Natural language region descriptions
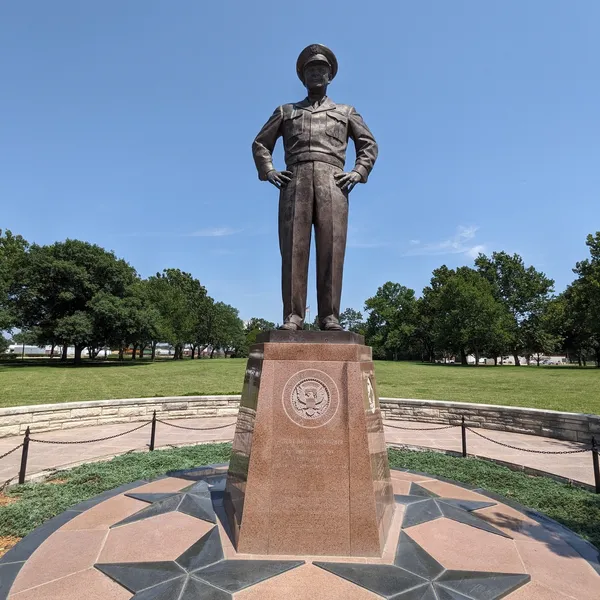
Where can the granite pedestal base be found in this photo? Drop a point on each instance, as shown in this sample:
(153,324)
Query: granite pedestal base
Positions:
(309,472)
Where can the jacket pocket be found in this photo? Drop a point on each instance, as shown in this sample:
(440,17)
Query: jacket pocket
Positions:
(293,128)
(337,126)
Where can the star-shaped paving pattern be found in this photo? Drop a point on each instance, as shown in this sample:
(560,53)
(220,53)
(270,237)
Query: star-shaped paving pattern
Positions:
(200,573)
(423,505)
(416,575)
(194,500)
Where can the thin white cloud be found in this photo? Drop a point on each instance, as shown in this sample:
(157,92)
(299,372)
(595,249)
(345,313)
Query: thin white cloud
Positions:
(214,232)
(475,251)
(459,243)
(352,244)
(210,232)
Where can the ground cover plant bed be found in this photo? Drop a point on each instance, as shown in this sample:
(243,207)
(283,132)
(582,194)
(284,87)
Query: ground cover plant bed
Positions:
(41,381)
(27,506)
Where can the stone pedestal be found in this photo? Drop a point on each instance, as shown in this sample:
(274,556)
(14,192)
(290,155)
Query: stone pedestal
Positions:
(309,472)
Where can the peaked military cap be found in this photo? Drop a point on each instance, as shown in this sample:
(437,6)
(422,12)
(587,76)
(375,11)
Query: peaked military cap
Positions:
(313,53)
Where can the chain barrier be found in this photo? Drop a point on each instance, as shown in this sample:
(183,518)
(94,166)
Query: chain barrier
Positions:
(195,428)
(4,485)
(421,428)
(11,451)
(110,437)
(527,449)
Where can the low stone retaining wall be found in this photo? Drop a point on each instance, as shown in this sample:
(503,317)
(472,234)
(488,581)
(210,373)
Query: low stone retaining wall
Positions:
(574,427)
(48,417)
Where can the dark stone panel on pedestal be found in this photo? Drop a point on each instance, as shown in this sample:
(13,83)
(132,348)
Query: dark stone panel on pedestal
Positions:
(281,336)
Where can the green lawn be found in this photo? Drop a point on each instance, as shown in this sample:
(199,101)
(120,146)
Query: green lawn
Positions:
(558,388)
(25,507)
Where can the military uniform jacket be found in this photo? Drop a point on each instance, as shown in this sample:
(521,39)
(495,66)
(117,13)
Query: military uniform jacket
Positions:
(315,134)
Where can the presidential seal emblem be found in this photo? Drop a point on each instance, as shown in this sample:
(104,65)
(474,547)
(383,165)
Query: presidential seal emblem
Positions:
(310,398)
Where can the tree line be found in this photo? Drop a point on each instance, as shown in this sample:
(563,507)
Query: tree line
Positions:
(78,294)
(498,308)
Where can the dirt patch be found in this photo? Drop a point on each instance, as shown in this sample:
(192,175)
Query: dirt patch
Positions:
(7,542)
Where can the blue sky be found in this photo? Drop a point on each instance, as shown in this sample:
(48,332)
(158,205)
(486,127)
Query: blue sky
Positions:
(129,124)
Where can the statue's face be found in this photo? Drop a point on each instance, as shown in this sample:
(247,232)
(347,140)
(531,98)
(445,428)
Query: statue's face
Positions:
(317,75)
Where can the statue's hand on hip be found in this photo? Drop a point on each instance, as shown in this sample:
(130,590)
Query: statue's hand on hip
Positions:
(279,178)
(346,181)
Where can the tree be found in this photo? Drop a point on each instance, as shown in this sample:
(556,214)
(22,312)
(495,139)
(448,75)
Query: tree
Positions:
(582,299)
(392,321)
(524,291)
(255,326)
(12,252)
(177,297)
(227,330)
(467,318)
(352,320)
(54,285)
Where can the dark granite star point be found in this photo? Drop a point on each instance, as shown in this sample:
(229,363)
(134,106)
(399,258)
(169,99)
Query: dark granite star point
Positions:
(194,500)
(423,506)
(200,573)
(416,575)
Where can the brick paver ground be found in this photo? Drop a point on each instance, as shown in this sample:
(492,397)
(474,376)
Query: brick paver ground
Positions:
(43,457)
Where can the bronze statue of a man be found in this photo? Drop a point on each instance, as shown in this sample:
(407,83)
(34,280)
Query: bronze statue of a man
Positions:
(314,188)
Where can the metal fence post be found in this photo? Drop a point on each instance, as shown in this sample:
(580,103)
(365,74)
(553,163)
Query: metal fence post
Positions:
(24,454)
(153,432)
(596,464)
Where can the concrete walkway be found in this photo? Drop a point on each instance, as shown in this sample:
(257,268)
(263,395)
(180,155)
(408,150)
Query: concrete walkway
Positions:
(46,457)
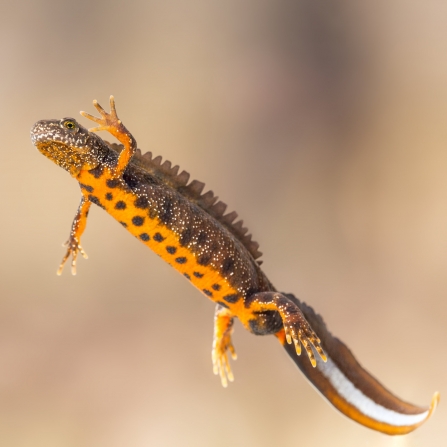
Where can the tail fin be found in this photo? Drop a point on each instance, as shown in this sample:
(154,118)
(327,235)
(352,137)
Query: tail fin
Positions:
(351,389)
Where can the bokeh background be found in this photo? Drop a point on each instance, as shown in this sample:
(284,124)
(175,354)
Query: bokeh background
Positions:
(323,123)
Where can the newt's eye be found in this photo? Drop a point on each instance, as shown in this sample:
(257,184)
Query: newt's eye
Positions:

• **Required action**
Copy out the records exactly. Do not include the pictures.

• **Response to the task**
Where can the granite pedestal base be found in this photo? Drop a point on each instance, as shown in this sample:
(153,324)
Query: granite pedestal base
Positions:
(309,472)
Where can the jacket pocket be found in this photo? Drop a point on each instance, as shown in this sample:
(440,17)
Query: jacket pocket
Positions:
(293,128)
(337,126)
Where can the star-shaped paving pattern be found in this photo? Drop a point on each instance, as shown in this sample:
(560,53)
(220,53)
(270,237)
Query: star-shaped paving pattern
Positions:
(200,573)
(423,505)
(416,575)
(194,500)
Where can the thin white cloud be found in this photo? Drop a point on each instance, as shown in this sample:
(157,92)
(299,372)
(595,249)
(345,313)
Query: thin white cloud
Positions:
(214,232)
(475,251)
(459,243)
(352,244)
(210,232)
Where can the ground cover plant bed be found in this photo? Drop a point on each instance, as shown in this sample:
(243,207)
(283,132)
(582,194)
(284,87)
Query: ground cover plant bed
Positions:
(41,381)
(27,506)
Where can the stone pedestal be found in this photo? Drop a point on each instance, as shown in this sample:
(274,556)
(14,192)
(290,155)
Query: stone pedestal
Positions:
(309,472)
Where can the peaked military cap be found in this photo? Drop a point on each instance, as shown in this sample:
(437,6)
(422,12)
(587,76)
(375,11)
Query: peaked military cap
Positions:
(313,53)
Where can the chain barrier be found in this photo? Drop a point on each instance, as shown in this sample:
(183,518)
(94,166)
Query: chain barrier
Positions:
(195,428)
(4,485)
(421,428)
(11,451)
(110,437)
(527,449)
Where can the low stone retaining wall be found in this photo? Drop a point on each instance, as shown in this sample:
(503,317)
(472,234)
(488,581)
(210,373)
Query: low stone retaining wall
Positions:
(574,427)
(48,417)
Where can the dark stone panel on pedestal be found in this photo? Drop a point on each instance, as shown in this sample:
(13,83)
(132,348)
Query: dark stone panel on pedestal
Positions:
(281,336)
Where can the green lawn be found in this photo? Drop a point on each instance, as shown in this sample:
(199,101)
(120,146)
Query: green lawn
Positions:
(558,388)
(25,507)
Where can the military uniform jacket be found in this photo? Drop a point on each instance, as shown in this sample:
(521,39)
(495,66)
(117,13)
Query: military uniform jacket
Positions:
(315,134)
Where can the presidential seal emblem be found in this photo? Drop a point on each instance, as shown in this sample:
(104,65)
(474,547)
(383,165)
Query: presidential seal emblem
Positions:
(310,398)
Where can the tree line be found in this photo? Drop a point on each instance, as shown in this sample:
(563,507)
Query: tree line
Positions:
(78,294)
(498,308)
Where can the dirt patch be found in this photo? Drop a point on each instance, as shown in this sample:
(192,175)
Query: dirt patch
Positions:
(7,542)
Where can the blue sky be found in this photo? Drop a point on each instance, as shown in this sample:
(48,332)
(158,205)
(486,127)
Query: blue sky
Positions:
(129,124)
Where can the statue's face be found in this photo? Drop a point on each instance, as shown in this sample:
(247,232)
(347,140)
(531,98)
(445,428)
Query: statue's face
Positions:
(317,75)
Where can the statue's hand on hip be found in this photo? Drop a point on each instance, as shown in this sample:
(130,590)
Query: statue's hand on hip
Positions:
(279,178)
(346,181)
Where can the tree be found in this photo? Drop a point on each instance, as shown in this sample:
(556,214)
(22,312)
(495,139)
(448,75)
Query: tree
Positions:
(582,299)
(392,321)
(524,291)
(255,326)
(12,252)
(177,297)
(227,330)
(467,318)
(352,320)
(54,285)
Where can the dark granite star point be found in this photo? Drop a point on each instance, as shown in this sample:
(229,363)
(134,106)
(399,258)
(169,99)
Query: dark granite star point
Positions:
(194,500)
(423,506)
(200,573)
(416,575)
Where can the brick paver ground be found in this photo? Drop a point on each instance, as shown in this sample:
(492,397)
(474,376)
Query: brick paver ground
Positions:
(43,457)
Where can the bronze statue of a man be found in this photo? Drop a point on each instance, as shown in this sample:
(407,83)
(34,280)
Query: bronze statue of a man
Positions:
(314,188)
Where can the metal fence post be found in this photo? Drop a point on each instance, as shown in this sample:
(580,103)
(365,74)
(553,163)
Query: metal fence post
Positions:
(24,454)
(153,432)
(596,464)
Where can the concrete walkway be found in this photo? Drop a point on each instance, as shown in this sample:
(257,268)
(263,395)
(180,155)
(408,150)
Query: concrete walkway
Positions:
(46,457)
Where can the tail fin be found in this photo? Drop a point on each instance, as shown in this sample:
(154,118)
(327,235)
(352,137)
Query: tail fin
Positions:
(351,389)
Where can the bokeh background be found in this photo? Drop a point on each instance, as shown in this sample:
(284,124)
(175,354)
Query: bokeh background
Positions:
(323,123)
Where can the newt's eye be found in this photo? Drop a point on each instance, as shown in this sample:
(257,184)
Query: newt's eye
Positions:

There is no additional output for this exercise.